WHAT NEEDS TO BE DONE:
Beginning with the first entry, restate the data word for word and leave out the images.

MATERIAL TO PROCESS:
============================================================

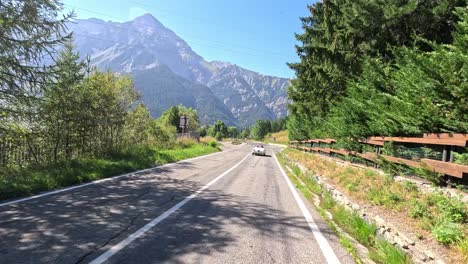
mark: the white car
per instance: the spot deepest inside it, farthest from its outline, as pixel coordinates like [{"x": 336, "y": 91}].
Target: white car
[{"x": 259, "y": 150}]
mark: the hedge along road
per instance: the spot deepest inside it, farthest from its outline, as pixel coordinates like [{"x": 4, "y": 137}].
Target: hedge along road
[{"x": 229, "y": 207}]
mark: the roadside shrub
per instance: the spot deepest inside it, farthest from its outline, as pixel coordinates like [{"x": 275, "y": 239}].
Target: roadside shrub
[
  {"x": 452, "y": 209},
  {"x": 186, "y": 142},
  {"x": 358, "y": 228},
  {"x": 460, "y": 158},
  {"x": 418, "y": 210},
  {"x": 447, "y": 233},
  {"x": 219, "y": 136},
  {"x": 213, "y": 144},
  {"x": 385, "y": 252}
]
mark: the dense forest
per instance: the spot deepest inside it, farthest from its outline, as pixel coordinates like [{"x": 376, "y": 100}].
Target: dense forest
[
  {"x": 62, "y": 121},
  {"x": 379, "y": 67}
]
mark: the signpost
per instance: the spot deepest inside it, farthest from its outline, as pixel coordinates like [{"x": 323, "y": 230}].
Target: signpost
[{"x": 184, "y": 123}]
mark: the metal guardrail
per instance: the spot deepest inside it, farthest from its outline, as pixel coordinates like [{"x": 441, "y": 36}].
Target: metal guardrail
[{"x": 433, "y": 151}]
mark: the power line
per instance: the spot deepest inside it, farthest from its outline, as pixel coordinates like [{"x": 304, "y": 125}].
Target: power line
[
  {"x": 129, "y": 44},
  {"x": 191, "y": 36}
]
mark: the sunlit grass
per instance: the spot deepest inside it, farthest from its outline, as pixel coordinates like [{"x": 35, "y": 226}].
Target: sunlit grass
[{"x": 17, "y": 182}]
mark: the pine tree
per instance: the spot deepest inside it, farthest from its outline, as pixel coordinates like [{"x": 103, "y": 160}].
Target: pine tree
[{"x": 30, "y": 36}]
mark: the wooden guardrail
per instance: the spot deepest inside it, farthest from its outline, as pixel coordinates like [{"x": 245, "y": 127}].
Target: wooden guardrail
[{"x": 444, "y": 141}]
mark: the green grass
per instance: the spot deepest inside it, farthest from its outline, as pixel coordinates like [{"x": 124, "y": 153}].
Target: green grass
[
  {"x": 384, "y": 252},
  {"x": 357, "y": 227},
  {"x": 381, "y": 251},
  {"x": 19, "y": 182}
]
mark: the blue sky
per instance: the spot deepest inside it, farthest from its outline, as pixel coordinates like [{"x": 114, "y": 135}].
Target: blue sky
[{"x": 254, "y": 34}]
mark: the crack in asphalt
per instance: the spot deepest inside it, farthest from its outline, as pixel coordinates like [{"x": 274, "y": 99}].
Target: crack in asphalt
[{"x": 105, "y": 243}]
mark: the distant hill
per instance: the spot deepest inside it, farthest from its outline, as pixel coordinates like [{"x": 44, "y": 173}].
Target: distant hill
[{"x": 168, "y": 72}]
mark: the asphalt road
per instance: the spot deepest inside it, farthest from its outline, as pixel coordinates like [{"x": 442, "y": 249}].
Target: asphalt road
[{"x": 229, "y": 207}]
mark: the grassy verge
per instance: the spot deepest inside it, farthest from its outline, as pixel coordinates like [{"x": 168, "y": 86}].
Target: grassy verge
[
  {"x": 19, "y": 182},
  {"x": 280, "y": 138},
  {"x": 430, "y": 215},
  {"x": 381, "y": 251}
]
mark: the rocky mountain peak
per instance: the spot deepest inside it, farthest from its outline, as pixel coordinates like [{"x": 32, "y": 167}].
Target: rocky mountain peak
[
  {"x": 147, "y": 20},
  {"x": 168, "y": 72}
]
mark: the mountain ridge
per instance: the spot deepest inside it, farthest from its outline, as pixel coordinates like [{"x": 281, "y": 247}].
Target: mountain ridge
[{"x": 145, "y": 44}]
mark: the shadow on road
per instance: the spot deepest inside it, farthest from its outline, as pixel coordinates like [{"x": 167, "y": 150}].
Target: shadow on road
[{"x": 77, "y": 226}]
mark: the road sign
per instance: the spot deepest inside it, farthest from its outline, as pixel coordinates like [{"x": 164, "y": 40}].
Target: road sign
[{"x": 183, "y": 122}]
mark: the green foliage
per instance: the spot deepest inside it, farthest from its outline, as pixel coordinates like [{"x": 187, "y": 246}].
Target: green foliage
[
  {"x": 452, "y": 209},
  {"x": 447, "y": 233},
  {"x": 260, "y": 129},
  {"x": 357, "y": 227},
  {"x": 418, "y": 210},
  {"x": 171, "y": 117},
  {"x": 385, "y": 252},
  {"x": 213, "y": 144},
  {"x": 460, "y": 158},
  {"x": 30, "y": 32},
  {"x": 219, "y": 136},
  {"x": 219, "y": 127},
  {"x": 363, "y": 71},
  {"x": 17, "y": 182}
]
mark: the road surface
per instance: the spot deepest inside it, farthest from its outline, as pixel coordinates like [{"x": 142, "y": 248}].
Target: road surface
[{"x": 229, "y": 207}]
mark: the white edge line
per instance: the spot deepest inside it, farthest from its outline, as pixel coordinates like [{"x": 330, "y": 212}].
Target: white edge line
[
  {"x": 116, "y": 248},
  {"x": 327, "y": 251},
  {"x": 109, "y": 179}
]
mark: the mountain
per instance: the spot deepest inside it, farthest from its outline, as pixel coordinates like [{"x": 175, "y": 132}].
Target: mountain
[{"x": 167, "y": 72}]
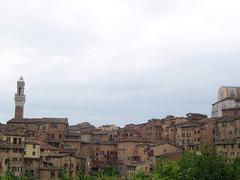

============================================================

SOLUTION TO THE EXERCISE:
mark: the white car
per instance: the spot deepest inside it, farthest from its outline, as pixel coordinates like [{"x": 336, "y": 91}].
Target: white car
[{"x": 259, "y": 150}]
mark: the hedge along road
per instance: the spot deepest inside it, farthest from its outline, as pixel coordinates like [{"x": 4, "y": 137}].
Target: hedge along road
[{"x": 229, "y": 207}]
mark: the roadside shrub
per instance: the spot deepest inside it, farthest from its outline, as pixel coordinates like [{"x": 275, "y": 239}].
Target: roadside shrub
[
  {"x": 452, "y": 209},
  {"x": 186, "y": 142},
  {"x": 358, "y": 228},
  {"x": 460, "y": 158},
  {"x": 418, "y": 210},
  {"x": 447, "y": 233},
  {"x": 219, "y": 136},
  {"x": 213, "y": 144},
  {"x": 385, "y": 252}
]
mark: the dense forest
per instance: the spot deepest inside it, farthest from its outline, as pixel coordinates like [{"x": 376, "y": 100}].
Target: dense forest
[
  {"x": 62, "y": 121},
  {"x": 379, "y": 67}
]
mark: the signpost
per instance: the spot deepest inside it, farthest from its outline, as pixel coordinates like [{"x": 323, "y": 230}].
Target: signpost
[{"x": 184, "y": 123}]
mark: the metal guardrail
per instance: the spot deepest inside it, farthest from its outline, as pixel coordinates like [{"x": 441, "y": 36}].
Target: metal guardrail
[{"x": 433, "y": 151}]
mark: the power line
per instance: the spot deepest inside it, farthest from its outline, as pixel coordinates like [{"x": 304, "y": 125}].
Target: power line
[
  {"x": 129, "y": 44},
  {"x": 191, "y": 36}
]
mark: the sunlit grass
per instance: the spot deepest inside it, farthest from its outline, as pixel coordinates like [{"x": 35, "y": 226}].
Target: sunlit grass
[{"x": 17, "y": 182}]
mark: the pine tree
per instance: the spot deepest inside it, farthest from its outline, as pixel coordinates like [{"x": 103, "y": 160}].
Target: pine tree
[{"x": 30, "y": 36}]
mark: the wooden guardrail
per instance: the spot deepest inside it, farthest from its outline, as pixel coordinates like [{"x": 245, "y": 127}].
Target: wooden guardrail
[{"x": 444, "y": 141}]
mark: the green grass
per instance: the spot deepest inside it, farthest from its outline, as pixel coordinates like [{"x": 124, "y": 153}].
Target: green grass
[
  {"x": 384, "y": 252},
  {"x": 357, "y": 227},
  {"x": 381, "y": 251},
  {"x": 19, "y": 182}
]
mark: the blue sky
per instance: the spot deepest inside it, farthest from its outline, as pixel coordinates like [{"x": 114, "y": 135}].
Target: blue sky
[{"x": 254, "y": 34}]
mark: the crack in asphalt
per instance: the spot deepest inside it, farthest from its outline, as pixel coordinates like [{"x": 274, "y": 99}].
Target: crack in asphalt
[{"x": 105, "y": 243}]
mark: the distant hill
per instance: the spot deepest inside it, farthest from its outline, as pixel coordinates like [{"x": 44, "y": 173}].
Target: distant hill
[{"x": 168, "y": 72}]
mark: the asphalt road
per instance: the spot deepest inside it, farthest from its outline, as pixel coordinates like [{"x": 442, "y": 249}].
Target: asphalt road
[{"x": 229, "y": 207}]
mark: the grassy verge
per instance: the spot deepest inside it, farthest from its outline, as pixel coordinates like [{"x": 168, "y": 86}].
Target: grassy verge
[
  {"x": 19, "y": 182},
  {"x": 280, "y": 138},
  {"x": 430, "y": 215},
  {"x": 381, "y": 251}
]
mark: the rocky mountain peak
per instance: the spot deepest inside it, farthest from its outline, as pixel coordinates like [{"x": 32, "y": 167}].
Target: rocky mountain peak
[
  {"x": 147, "y": 20},
  {"x": 168, "y": 72}
]
mark: the mountain ridge
per instance: the spot deepest inside it, farthest from its outline, as pixel coordinates like [{"x": 281, "y": 247}].
Target: mountain ridge
[{"x": 145, "y": 44}]
mark: the shadow on road
per instance: the spot deepest inside it, farthest from its outline, as pixel coordinates like [{"x": 167, "y": 150}].
Target: shadow on road
[{"x": 77, "y": 226}]
mark: the road sign
per instance: the spot deepest inside it, farthest from its outline, as pixel coordinates like [{"x": 164, "y": 40}].
Target: road sign
[{"x": 183, "y": 122}]
mark: the green foliage
per instance: the spot deepest inside it, farthest from its outline, as pixel coordinates like [{"x": 187, "y": 246}].
Target: green foliage
[
  {"x": 452, "y": 209},
  {"x": 447, "y": 233},
  {"x": 260, "y": 129},
  {"x": 357, "y": 227},
  {"x": 418, "y": 210},
  {"x": 171, "y": 117},
  {"x": 385, "y": 252},
  {"x": 213, "y": 144},
  {"x": 460, "y": 158},
  {"x": 30, "y": 32},
  {"x": 219, "y": 136},
  {"x": 219, "y": 127},
  {"x": 363, "y": 71},
  {"x": 17, "y": 182}
]
mark: the road surface
per instance: the spot deepest inside it, farthest from its outline, as pixel coordinates like [{"x": 142, "y": 248}].
Target: road surface
[{"x": 229, "y": 207}]
mark: the white edge line
per instance: the spot deepest inside it, farthest from its outline, as pixel coordinates like [{"x": 330, "y": 212}].
Target: white edge line
[
  {"x": 116, "y": 248},
  {"x": 327, "y": 251},
  {"x": 109, "y": 179}
]
mark: the mountain
per instance: the spot deepest inside it, farthest from its outline, as pixel coordinates like [{"x": 175, "y": 132}].
Target: mountain
[{"x": 167, "y": 72}]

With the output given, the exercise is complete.